**依頼内容**.
中村まりのライヴを聴いた文章のうち、「虚実綯い交ぜの、お膳立てされた、なんだかなーってのが溢れたこの世で、」から「それから2曲をギターで奏で、抑制の効いた歌のフレージングに、すっかり解かれる。」までを両端も含めて一字一句違えずに書き写すこと。
======== 文書 ========
2018年11月2日

井ノ頭ノ週末 - 中村まり


photoby daisuke nakajima
  Mari Nakamura at 井の頭恩賜公園西園(三鷹の森フェスティバル2018) 
       date.2018.10.21 Sun.


ある日、届いた広報をボンヤリ眺めていたら、
まさかの中村まり。
井の頭公園でフリーライヴ。
日曜朝から、高い空の秋晴れに浮かれ、
チャリ5分(笑)、近すぎるライヴ会場にミニスツール片手にGO。
三鷹市とジブリが、毎年共同で開催しているみたい。
へぇ、なんともいいサイズ感。
中央線文化圏、来てるなと(?)

中村まりさんの音を、最初に聴いたのは何時だったか。
最初のLiveMagicで聴き逃した記憶が強くて、
てっきり、バラカンさんのラジオかなと思っていたけれど、
時系列を整理してみたら、どうも違うような。
それよりだいぶ前、ロンサムストリングスと彼女の共作盤聴いているって、
ここに書いてあった(笑)。
細野さんのアルバムで名前を拝見したのが、最初かも知れない。

ソロでの演奏。
気負わない風情で、すーっとステージに上がると、
慣れた手つきでアコースティックギターを抱え、二言三言。
空気を切らずにつま弾き始めると、弦の音の色を感じつつ、
空の青さに放たれる。
素晴らしいギター。
それ以上に、ヴォーカルが素敵すぎる正午過ぎ。

虚実綯い交ぜの、お膳立てされた、なんだかなーってのが溢れたこの世で、
こういうホンモノ。
静かに空気感が変わる。

自作曲とカバーを織り交ぜつつも、
その境界が曖昧になるくらい、一つの色調が冴えて響く。
彼女の装いと快晴のブルー。
カントリーブルーズの冴えた青。
ギターでの3曲から、歯切れのいいバンジョーで1曲。
それから2曲をギターで奏で、抑制の効いた歌のフレージングに、すっかり解かれる。
織りなす短編が目の前に。
ヒンヤリした木陰と、硬い陽の光。顔が半分焼けるよう。
普段の週末に、何食わぬ顔で奏でられる、物語と出会う幸運。
======== 元の資料 ========
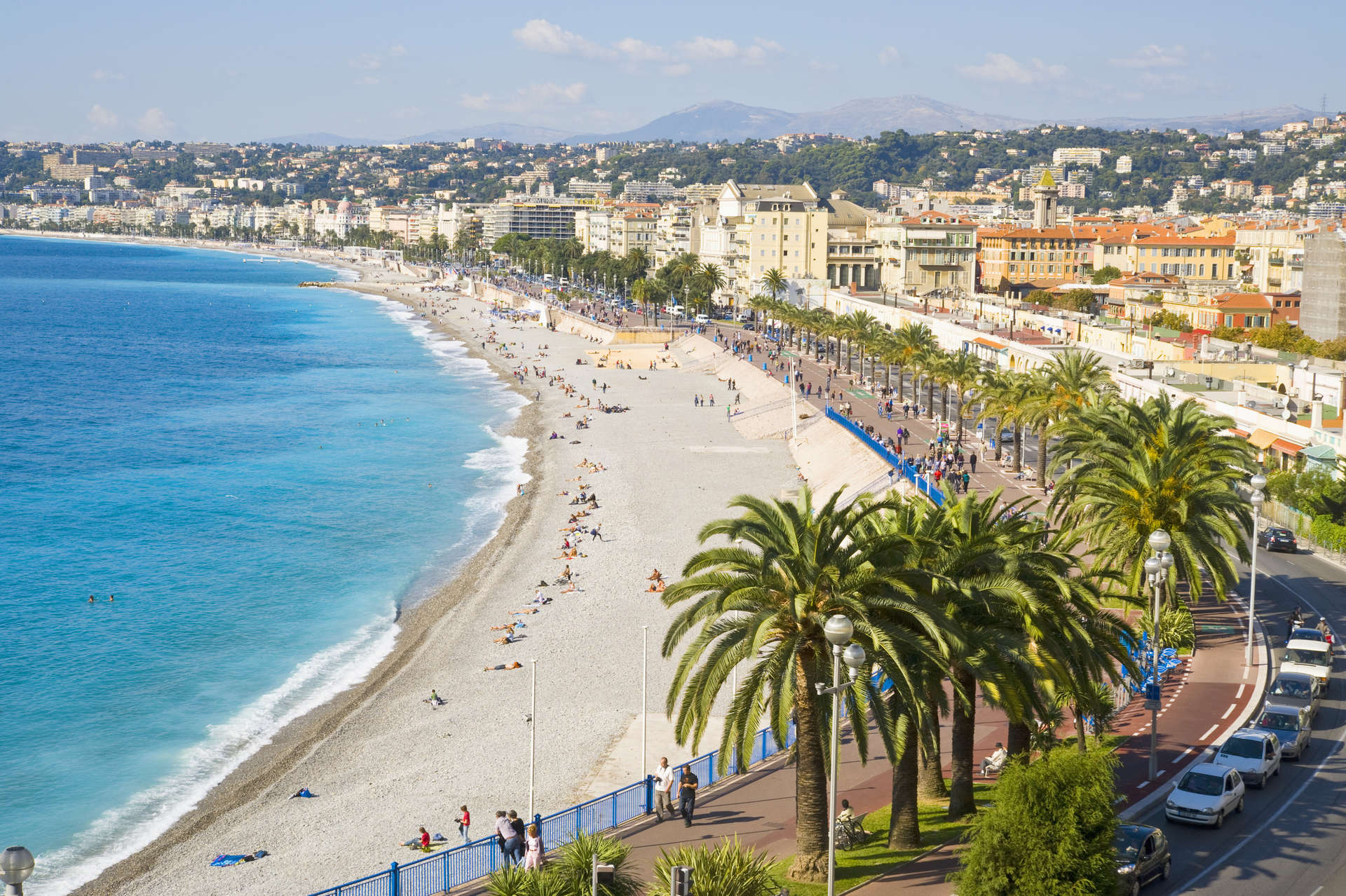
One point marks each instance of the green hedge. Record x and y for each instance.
(1328, 533)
========
**回答は以下**.
虚実綯い交ぜの、お膳立てされた、なんだかなーってのが溢れたこの世で、
こういうホンモノ。
静かに空気感が変わる。

自作曲とカバーを織り交ぜつつも、
その境界が曖昧になるくらい、一つの色調が冴えて響く。
彼女の装いと快晴のブルー。
カントリーブルーズの冴えた青。
ギターでの3曲から、歯切れのいいバンジョーで1曲。
それから2曲をギターで奏で、抑制の効いた歌のフレージングに、すっかり解かれる。